Records for processing start

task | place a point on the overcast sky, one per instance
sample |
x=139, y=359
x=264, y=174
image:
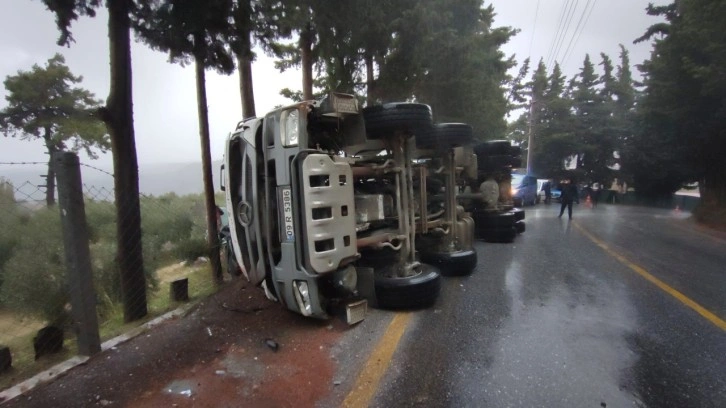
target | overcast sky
x=164, y=94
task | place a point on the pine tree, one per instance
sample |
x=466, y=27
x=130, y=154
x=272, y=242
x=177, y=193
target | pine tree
x=45, y=103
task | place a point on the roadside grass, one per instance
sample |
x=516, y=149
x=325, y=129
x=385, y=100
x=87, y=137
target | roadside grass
x=201, y=285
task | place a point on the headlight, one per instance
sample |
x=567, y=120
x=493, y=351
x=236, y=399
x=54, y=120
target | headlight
x=346, y=279
x=302, y=297
x=290, y=128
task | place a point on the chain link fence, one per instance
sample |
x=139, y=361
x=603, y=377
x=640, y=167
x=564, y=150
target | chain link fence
x=54, y=267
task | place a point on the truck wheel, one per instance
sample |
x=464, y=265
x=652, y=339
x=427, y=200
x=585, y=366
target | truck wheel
x=493, y=163
x=485, y=220
x=446, y=135
x=503, y=235
x=459, y=263
x=493, y=147
x=232, y=265
x=518, y=214
x=384, y=120
x=520, y=226
x=411, y=292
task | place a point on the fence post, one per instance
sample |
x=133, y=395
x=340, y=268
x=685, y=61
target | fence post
x=78, y=256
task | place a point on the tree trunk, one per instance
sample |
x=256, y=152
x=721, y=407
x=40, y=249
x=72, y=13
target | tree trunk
x=50, y=176
x=212, y=231
x=246, y=89
x=306, y=56
x=119, y=119
x=370, y=82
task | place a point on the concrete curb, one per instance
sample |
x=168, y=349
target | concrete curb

Records for processing end

→ **Exercise description**
Copy out everything from the line containing "task | place a point on the chain" down to the end of the records, unchanged.

→ **Expected answer**
task | place a point on the chain link fence, one per instance
sample |
x=139, y=361
x=603, y=377
x=640, y=167
x=564, y=150
target | chain link fence
x=54, y=267
task | place a point on the truck wheel, one per instance
sample |
x=464, y=265
x=652, y=339
x=427, y=200
x=585, y=366
target | truck wheel
x=493, y=163
x=485, y=220
x=446, y=135
x=503, y=235
x=459, y=263
x=493, y=147
x=232, y=265
x=518, y=214
x=384, y=120
x=520, y=226
x=411, y=292
task | place a point on the fence post, one per instance
sample |
x=133, y=395
x=340, y=268
x=685, y=61
target | fence post
x=78, y=256
task | place a point on the tree trunk, one per instance
sample |
x=256, y=152
x=721, y=407
x=40, y=249
x=72, y=13
target | tree trunk
x=50, y=176
x=212, y=231
x=246, y=89
x=306, y=56
x=119, y=119
x=370, y=82
task | place a point on the concrete curb, one per instance
sample |
x=168, y=349
target | concrete curb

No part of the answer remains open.